**Task instructions:** Can you recast every item below as a Markdown table with a Number column for the row number and a Line column for the line itself, leaving out blank lines?
######
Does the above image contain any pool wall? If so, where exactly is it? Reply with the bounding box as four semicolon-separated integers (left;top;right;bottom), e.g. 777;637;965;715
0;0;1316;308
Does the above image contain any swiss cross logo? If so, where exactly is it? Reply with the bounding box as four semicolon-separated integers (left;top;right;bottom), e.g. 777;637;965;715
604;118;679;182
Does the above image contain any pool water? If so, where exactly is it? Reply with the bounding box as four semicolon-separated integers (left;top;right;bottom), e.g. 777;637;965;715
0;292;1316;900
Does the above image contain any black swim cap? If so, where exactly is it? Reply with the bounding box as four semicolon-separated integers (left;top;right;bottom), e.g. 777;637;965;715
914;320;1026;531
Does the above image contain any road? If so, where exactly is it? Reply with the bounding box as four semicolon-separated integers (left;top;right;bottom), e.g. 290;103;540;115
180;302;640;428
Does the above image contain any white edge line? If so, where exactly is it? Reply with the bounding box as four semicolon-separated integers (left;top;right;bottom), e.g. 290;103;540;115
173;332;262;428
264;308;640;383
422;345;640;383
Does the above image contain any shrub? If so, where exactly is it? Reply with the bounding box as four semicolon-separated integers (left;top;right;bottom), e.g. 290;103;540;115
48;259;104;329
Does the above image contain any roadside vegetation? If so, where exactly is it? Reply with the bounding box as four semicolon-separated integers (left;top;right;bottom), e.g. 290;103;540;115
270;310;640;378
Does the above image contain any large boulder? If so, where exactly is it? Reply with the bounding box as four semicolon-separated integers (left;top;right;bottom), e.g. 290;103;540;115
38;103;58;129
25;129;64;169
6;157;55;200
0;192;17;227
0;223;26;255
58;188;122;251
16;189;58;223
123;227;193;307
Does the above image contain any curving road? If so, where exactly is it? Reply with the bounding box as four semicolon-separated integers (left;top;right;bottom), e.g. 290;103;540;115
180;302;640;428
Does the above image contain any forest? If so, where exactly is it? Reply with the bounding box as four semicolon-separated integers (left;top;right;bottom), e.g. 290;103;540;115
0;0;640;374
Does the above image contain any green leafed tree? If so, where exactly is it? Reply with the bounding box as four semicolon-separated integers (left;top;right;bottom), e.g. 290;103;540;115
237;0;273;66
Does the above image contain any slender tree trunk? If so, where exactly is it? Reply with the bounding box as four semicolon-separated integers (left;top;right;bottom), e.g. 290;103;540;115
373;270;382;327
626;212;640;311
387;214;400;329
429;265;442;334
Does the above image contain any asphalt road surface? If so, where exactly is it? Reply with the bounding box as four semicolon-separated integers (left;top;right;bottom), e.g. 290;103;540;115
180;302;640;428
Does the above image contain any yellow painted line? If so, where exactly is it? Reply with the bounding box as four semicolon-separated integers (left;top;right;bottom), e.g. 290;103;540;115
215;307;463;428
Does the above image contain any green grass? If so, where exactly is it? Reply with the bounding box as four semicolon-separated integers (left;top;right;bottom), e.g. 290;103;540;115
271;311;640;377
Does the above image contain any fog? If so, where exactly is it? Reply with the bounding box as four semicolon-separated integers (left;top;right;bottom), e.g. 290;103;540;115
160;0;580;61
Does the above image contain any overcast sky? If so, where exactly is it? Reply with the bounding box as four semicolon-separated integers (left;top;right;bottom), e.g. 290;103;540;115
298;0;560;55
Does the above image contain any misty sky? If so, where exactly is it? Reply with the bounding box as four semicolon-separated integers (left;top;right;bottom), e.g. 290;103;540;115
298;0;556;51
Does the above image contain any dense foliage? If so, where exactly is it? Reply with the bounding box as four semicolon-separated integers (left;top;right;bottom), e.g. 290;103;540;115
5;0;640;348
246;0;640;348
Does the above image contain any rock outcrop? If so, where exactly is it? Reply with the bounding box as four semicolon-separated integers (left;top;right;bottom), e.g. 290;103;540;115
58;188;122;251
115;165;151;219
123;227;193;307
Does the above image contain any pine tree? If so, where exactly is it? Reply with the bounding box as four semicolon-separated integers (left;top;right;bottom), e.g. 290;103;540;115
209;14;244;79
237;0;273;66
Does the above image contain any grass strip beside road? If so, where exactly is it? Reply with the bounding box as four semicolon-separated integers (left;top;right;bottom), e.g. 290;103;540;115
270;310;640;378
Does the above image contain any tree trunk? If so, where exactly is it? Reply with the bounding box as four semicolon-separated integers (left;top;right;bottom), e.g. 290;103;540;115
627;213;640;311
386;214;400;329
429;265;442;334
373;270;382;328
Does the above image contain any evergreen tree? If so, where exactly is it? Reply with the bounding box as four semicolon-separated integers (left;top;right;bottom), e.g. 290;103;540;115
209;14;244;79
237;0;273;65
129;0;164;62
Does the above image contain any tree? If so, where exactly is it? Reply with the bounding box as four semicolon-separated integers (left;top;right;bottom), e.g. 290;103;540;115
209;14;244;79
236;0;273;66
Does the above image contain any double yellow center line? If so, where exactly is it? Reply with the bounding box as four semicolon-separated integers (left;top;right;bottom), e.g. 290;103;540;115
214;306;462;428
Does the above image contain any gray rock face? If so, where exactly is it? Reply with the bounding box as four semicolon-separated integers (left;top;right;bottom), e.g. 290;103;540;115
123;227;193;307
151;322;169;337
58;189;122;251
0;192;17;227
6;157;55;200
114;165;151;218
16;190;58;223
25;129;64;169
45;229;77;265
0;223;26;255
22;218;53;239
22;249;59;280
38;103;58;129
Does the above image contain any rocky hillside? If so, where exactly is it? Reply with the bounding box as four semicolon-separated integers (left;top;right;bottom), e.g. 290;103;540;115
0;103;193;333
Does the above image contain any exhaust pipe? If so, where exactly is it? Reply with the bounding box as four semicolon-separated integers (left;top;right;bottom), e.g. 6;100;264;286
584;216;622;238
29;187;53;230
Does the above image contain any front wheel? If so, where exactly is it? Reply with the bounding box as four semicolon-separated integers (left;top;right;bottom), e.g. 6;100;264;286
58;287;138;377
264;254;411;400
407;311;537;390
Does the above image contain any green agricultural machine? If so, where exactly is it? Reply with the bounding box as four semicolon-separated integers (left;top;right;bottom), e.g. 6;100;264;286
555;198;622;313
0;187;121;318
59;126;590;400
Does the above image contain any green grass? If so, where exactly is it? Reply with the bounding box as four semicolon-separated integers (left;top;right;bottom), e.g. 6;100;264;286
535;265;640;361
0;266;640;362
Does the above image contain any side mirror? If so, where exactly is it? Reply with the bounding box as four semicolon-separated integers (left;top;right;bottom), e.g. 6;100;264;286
######
**Finished exercise:**
| Number | Line |
|---|---|
| 1 | Does the above image contain any pool wall? If so, where exactly is it? Reply with the bounding box as four semicolon-separated integers (left;top;right;bottom), e.g. 777;637;965;715 |
| 2 | 0;0;1316;308 |
| 3 | Does the above image contain any swiss cross logo? If so, where exactly is it? Reply with the bounding box as four semicolon-separated integers (left;top;right;bottom), e.g. 777;637;965;715 |
| 4 | 604;118;679;182 |
| 5 | Does the above image contain any pool water? If so, where exactly is it? Reply with the bounding box as four semicolon-separated integers (left;top;right;bottom), e.g. 777;637;965;715 |
| 6 | 0;292;1316;900 |
| 7 | Does the above image contain any black swim cap? If so, where exactly is it? Reply with the bounding box as four semicolon-separated integers (left;top;right;bottom), e.g. 777;637;965;715 |
| 8 | 914;320;1026;531 |
| 9 | Does the above image contain any road? If so, where exactly is it? Reply with the bounding box as four semicolon-separated integers (left;top;right;bottom), e.g. 290;103;540;115 |
| 10 | 180;302;640;428 |
| 11 | Does the above image contain any white edge line? If so, where exactly is it? Reply with the bounding box as four semicolon-separated integers (left;top;right;bottom), e.g. 290;103;540;115 |
| 12 | 173;332;262;428 |
| 13 | 264;308;640;383 |
| 14 | 422;345;640;383 |
| 15 | Does the above image contain any shrub? If so, where exactly is it? Reply with the bounding box as four semicolon-separated integers (left;top;right;bottom), e.g. 290;103;540;115 |
| 16 | 48;259;104;329 |
| 17 | Does the above image contain any roadside vegetation? If so, where exactly is it? Reply with the bounding box as four semicolon-separated integers (left;top;right;bottom), e.g. 290;103;540;115 |
| 18 | 270;310;640;378 |
| 19 | Does the above image contain any large boulder? If so, where exactly is it? Reply with the bounding box as four semicolon-separated integers (left;top;right;bottom), e.g. 290;103;540;115 |
| 20 | 38;103;58;129 |
| 21 | 25;129;64;169 |
| 22 | 6;157;55;200 |
| 23 | 0;192;17;227 |
| 24 | 0;223;26;255 |
| 25 | 58;188;122;251 |
| 26 | 16;189;58;223 |
| 27 | 123;227;193;307 |
| 28 | Does the above image contain any curving road? If so, where exactly is it? Reply with the bounding box as four semicolon-separated integers (left;top;right;bottom), e.g. 290;103;540;115 |
| 29 | 180;302;640;428 |
| 30 | Does the above image contain any forest? If so, where exactly is it? Reply with the bounding box as four semicolon-separated integers (left;top;right;bottom), e.g. 290;103;540;115 |
| 31 | 0;0;640;374 |
| 32 | Does the above image contain any green leafed tree? If so, where exactly is it? Reply with the bounding box as four semicolon-separated integers (left;top;right;bottom), e.g. 290;103;540;115 |
| 33 | 237;0;273;66 |
| 34 | Does the above image contain any slender tree trunk? If so, where exactly is it? Reply with the bounding box as four semicolon-separated integers (left;top;right;bottom), e.g. 290;103;540;115 |
| 35 | 373;270;382;327 |
| 36 | 626;212;640;311 |
| 37 | 387;214;400;329 |
| 38 | 429;265;442;334 |
| 39 | Does the above image contain any asphalt road surface? If so, where exactly is it? Reply with the bounding box as four semicolon-separated integers (left;top;right;bottom), e.g. 290;103;540;115 |
| 40 | 180;302;640;428 |
| 41 | Does the above image contain any yellow painted line? If so, where exactly is it? Reply with the bounding box as four semicolon-separated integers (left;top;right;bottom), e.g. 290;103;540;115 |
| 42 | 215;307;463;428 |
| 43 | Does the above image contain any green grass? If so, where exactly is it? Reply with the bounding box as four semicolon-separated integers (left;top;right;bottom), e.g. 290;103;540;115 |
| 44 | 271;311;640;377 |
| 45 | Does the above image contain any fog? If so, where exactly is it? Reply with the bounding box as four semicolon-separated integers (left;top;right;bottom), e.g. 290;103;540;115 |
| 46 | 160;0;580;61 |
| 47 | Does the above image contain any overcast sky? If so, where exactly is it? Reply with the bounding box as four semicolon-separated integers (left;top;right;bottom), e.g. 290;103;540;115 |
| 48 | 298;0;560;55 |
| 49 | Does the above image contain any misty sky? If so, where exactly is it? Reply with the bounding box as four semicolon-separated integers (left;top;right;bottom), e.g. 290;103;540;115 |
| 50 | 298;0;556;51 |
| 51 | Does the above image contain any dense foliage? If so, where exactly is it? Reply with the bounding box as four semicolon-separated integers (left;top;right;bottom), e.g. 290;103;540;115 |
| 52 | 5;0;640;348 |
| 53 | 246;0;640;348 |
| 54 | Does the above image contain any rock outcrop? If so, where exactly is it? Reply with the bounding box as four semicolon-separated integers (left;top;right;bottom), e.g. 290;103;540;115 |
| 55 | 58;188;122;251 |
| 56 | 115;165;151;219 |
| 57 | 123;227;193;307 |
| 58 | Does the above image contain any pine tree? If so, where exactly is it? Reply with the bounding box as four semicolon-separated integers (left;top;right;bottom), e.g. 290;103;540;115 |
| 59 | 209;14;244;79 |
| 60 | 237;0;273;66 |
| 61 | Does the above image contain any grass strip beside road? If so, where exactly is it? Reply with the bounding box as four semicolon-separated integers (left;top;right;bottom), e.g. 290;103;540;115 |
| 62 | 270;310;640;378 |
| 63 | Does the above image contain any tree trunk? If so, where exactly is it? Reply with the bounding box as four semicolon-separated integers (left;top;right;bottom), e.g. 290;103;540;115 |
| 64 | 627;213;640;311 |
| 65 | 386;214;400;329 |
| 66 | 429;265;442;334 |
| 67 | 373;270;382;328 |
| 68 | Does the above image contain any evergreen tree? If so, where exactly is it? Reply with the bounding box as four semicolon-separated integers (left;top;right;bottom), e.g. 290;103;540;115 |
| 69 | 209;14;244;79 |
| 70 | 237;0;273;65 |
| 71 | 129;0;164;62 |
| 72 | Does the above image contain any tree? If so, where exactly is it? Reply with the bounding box as four semicolon-separated integers (left;top;right;bottom), e.g. 290;103;540;115 |
| 73 | 209;14;244;79 |
| 74 | 236;0;273;66 |
| 75 | Does the above image contain any double yellow center line? If so, where exactly is it? Reply with the bounding box as four semicolon-separated integers (left;top;right;bottom), e.g. 290;103;540;115 |
| 76 | 214;306;462;428 |
| 77 | Does the above image contain any gray rock face? If so, where exactly is it? Reply with the bounding box as four semicolon-separated integers (left;top;right;bottom), e.g. 290;103;540;115 |
| 78 | 123;227;193;307 |
| 79 | 151;322;169;337 |
| 80 | 58;189;122;251 |
| 81 | 0;192;17;227 |
| 82 | 6;157;55;200 |
| 83 | 114;165;151;218 |
| 84 | 16;190;58;223 |
| 85 | 25;129;64;169 |
| 86 | 45;229;77;265 |
| 87 | 0;223;26;255 |
| 88 | 22;218;53;239 |
| 89 | 22;249;59;280 |
| 90 | 38;103;58;129 |
| 91 | Does the above image contain any rocky hillside? If so, where exactly is it? Reply with the bounding box as four semicolon-separated integers (left;top;right;bottom), e.g. 290;103;540;115 |
| 92 | 0;103;193;333 |
| 93 | Does the above image contain any exhaust pipe? If so, where exactly is it? Reply with the bounding box as four semicolon-separated integers (left;top;right;bottom), e.g. 6;100;264;286 |
| 94 | 584;216;622;238 |
| 95 | 29;187;53;230 |
| 96 | Does the above image contain any front wheel? If so, where exactly is it? Reply with the bounding box as four semicolon-separated integers (left;top;right;bottom), e.g. 6;100;264;286 |
| 97 | 58;287;138;377 |
| 98 | 264;254;411;400 |
| 99 | 407;311;537;390 |
| 100 | Does the above image contain any green agricultural machine? If so, where exactly is it? Reply with the bounding box as four semicolon-separated integers (left;top;right;bottom), e.g. 6;100;264;286 |
| 101 | 555;198;622;313 |
| 102 | 0;187;121;318 |
| 103 | 59;126;590;400 |
| 104 | Does the above image contain any green grass? If so, where exactly is it? Reply with the bounding box as four semicolon-separated integers (left;top;right;bottom), e.g. 6;100;264;286 |
| 105 | 535;265;640;361 |
| 106 | 0;266;640;362 |
| 107 | Does the above image contain any side mirror? If so, where exactly is it? Reply with the bounding box as four semicolon-separated integers (left;top;right;bottom), e.g. 6;100;264;286 |